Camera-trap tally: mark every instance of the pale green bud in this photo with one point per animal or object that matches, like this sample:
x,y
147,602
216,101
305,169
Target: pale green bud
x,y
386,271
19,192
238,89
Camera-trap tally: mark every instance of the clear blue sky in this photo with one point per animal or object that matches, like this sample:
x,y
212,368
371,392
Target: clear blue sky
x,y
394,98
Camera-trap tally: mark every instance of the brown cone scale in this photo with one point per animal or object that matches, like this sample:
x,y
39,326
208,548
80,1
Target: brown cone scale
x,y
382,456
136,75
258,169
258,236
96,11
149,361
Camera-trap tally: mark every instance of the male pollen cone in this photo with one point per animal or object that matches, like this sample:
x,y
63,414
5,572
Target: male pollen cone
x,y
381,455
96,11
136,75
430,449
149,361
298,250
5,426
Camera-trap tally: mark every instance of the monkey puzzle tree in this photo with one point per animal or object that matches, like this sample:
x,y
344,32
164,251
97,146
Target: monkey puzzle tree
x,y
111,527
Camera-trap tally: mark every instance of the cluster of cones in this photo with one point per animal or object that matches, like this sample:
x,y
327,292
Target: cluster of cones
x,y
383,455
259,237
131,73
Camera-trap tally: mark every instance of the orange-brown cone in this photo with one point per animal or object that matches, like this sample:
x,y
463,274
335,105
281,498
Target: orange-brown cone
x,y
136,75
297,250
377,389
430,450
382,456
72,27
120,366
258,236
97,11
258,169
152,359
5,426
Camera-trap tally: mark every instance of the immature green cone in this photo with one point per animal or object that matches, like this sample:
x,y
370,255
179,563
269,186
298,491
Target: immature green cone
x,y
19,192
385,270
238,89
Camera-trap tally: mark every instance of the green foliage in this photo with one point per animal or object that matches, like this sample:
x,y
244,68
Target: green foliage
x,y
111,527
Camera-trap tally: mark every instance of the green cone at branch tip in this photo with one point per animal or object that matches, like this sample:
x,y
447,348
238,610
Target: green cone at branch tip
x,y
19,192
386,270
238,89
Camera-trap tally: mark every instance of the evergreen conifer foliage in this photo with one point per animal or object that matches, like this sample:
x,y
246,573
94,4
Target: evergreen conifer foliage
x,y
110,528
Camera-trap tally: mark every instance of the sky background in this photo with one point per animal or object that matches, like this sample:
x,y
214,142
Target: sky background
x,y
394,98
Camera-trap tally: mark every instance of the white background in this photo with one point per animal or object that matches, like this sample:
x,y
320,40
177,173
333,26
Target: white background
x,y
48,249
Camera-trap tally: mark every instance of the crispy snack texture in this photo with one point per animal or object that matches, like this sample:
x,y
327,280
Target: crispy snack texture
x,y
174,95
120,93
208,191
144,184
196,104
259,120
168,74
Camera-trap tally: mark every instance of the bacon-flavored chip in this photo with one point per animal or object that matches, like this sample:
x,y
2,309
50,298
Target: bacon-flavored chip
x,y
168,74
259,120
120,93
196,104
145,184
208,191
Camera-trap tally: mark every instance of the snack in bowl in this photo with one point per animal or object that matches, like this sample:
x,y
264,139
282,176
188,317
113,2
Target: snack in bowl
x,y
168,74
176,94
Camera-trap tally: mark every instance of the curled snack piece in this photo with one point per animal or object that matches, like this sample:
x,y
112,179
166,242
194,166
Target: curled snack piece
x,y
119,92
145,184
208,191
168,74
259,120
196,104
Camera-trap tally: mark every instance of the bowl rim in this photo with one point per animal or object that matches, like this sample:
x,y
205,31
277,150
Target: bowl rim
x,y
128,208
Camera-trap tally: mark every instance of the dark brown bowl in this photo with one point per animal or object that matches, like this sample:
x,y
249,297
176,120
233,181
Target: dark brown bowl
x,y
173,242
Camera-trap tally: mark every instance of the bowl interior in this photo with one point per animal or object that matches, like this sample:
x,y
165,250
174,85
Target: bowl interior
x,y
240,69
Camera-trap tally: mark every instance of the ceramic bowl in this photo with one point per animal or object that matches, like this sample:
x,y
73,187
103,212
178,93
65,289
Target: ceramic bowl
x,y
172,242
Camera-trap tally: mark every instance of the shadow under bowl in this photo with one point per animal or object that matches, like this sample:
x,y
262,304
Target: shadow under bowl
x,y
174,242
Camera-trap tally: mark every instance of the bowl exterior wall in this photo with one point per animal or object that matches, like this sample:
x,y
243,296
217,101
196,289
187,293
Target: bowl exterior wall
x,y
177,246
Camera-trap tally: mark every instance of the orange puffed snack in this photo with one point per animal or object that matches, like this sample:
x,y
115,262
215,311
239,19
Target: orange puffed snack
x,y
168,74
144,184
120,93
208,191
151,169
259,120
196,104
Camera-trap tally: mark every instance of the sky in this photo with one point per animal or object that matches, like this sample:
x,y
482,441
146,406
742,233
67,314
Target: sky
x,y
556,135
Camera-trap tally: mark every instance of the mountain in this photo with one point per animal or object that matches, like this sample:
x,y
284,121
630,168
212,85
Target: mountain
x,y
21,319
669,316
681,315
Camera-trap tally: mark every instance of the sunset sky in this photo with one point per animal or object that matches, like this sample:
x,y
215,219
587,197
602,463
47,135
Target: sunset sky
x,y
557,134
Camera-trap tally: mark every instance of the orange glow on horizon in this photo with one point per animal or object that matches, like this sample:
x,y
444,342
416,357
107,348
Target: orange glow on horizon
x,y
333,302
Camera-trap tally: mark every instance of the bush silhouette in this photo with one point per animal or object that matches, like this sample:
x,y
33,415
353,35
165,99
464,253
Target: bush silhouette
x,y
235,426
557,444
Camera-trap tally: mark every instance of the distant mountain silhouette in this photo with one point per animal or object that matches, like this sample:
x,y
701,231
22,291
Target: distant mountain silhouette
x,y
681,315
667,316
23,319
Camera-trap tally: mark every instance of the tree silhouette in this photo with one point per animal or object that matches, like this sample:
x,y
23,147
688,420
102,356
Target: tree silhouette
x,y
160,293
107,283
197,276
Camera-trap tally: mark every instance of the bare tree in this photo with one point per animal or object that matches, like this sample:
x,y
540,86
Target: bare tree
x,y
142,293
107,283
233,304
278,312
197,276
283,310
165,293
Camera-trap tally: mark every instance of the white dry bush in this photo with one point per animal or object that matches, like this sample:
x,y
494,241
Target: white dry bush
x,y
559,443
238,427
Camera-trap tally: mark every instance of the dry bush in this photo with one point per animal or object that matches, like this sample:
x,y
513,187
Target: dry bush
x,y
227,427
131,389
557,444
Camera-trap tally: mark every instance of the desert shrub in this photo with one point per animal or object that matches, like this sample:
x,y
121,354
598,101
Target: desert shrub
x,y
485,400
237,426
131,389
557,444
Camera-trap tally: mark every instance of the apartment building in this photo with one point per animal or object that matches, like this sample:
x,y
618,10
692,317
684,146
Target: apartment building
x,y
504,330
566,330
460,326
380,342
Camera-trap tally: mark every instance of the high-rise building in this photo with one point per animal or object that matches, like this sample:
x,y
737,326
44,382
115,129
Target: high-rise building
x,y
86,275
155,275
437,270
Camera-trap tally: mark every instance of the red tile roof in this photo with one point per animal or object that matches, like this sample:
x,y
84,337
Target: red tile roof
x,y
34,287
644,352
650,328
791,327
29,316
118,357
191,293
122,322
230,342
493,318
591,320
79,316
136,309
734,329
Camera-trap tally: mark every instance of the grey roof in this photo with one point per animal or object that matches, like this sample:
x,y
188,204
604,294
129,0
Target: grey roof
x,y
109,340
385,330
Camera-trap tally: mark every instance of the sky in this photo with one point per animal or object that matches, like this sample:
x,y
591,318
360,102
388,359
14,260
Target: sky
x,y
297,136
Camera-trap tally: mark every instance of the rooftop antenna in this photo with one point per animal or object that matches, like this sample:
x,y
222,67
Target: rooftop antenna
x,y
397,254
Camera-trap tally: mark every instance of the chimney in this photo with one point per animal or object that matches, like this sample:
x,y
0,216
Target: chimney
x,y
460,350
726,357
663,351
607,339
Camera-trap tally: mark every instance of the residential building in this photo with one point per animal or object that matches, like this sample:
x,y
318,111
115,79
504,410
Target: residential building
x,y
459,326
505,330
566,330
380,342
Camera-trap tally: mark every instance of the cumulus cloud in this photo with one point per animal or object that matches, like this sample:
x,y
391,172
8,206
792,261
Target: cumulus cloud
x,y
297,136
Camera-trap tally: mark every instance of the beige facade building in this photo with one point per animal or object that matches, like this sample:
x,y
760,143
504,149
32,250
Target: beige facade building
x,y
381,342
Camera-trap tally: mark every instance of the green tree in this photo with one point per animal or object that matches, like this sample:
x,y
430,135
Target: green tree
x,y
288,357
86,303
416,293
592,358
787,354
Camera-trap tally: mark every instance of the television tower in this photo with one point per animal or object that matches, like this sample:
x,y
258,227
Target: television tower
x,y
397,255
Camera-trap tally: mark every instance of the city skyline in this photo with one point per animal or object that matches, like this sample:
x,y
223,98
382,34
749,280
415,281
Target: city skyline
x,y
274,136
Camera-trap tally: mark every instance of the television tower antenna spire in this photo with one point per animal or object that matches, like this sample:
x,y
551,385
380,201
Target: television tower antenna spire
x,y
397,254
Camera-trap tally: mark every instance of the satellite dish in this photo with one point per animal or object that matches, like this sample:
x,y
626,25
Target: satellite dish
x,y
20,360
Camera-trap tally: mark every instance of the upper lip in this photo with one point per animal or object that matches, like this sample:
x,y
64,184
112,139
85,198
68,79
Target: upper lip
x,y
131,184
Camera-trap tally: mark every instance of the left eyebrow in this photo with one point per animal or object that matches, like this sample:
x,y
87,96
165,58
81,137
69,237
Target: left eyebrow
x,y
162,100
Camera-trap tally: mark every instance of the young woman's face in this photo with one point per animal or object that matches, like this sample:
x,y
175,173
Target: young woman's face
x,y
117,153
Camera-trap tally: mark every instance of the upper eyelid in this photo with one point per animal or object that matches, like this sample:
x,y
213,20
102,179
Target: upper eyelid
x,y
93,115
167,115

__About this exercise__: Taking the line with "Camera-trap tally: mark every instance of the upper eyelid" as the first, copy every line through the end of the entries above exactly, with no others.

__Completed exercise__:
Camera-trap tally: mark every instance of the upper eyelid in this photo with one point per animal or object that matches, like this sample:
x,y
213,20
102,179
Target: upper eyelid
x,y
93,115
167,115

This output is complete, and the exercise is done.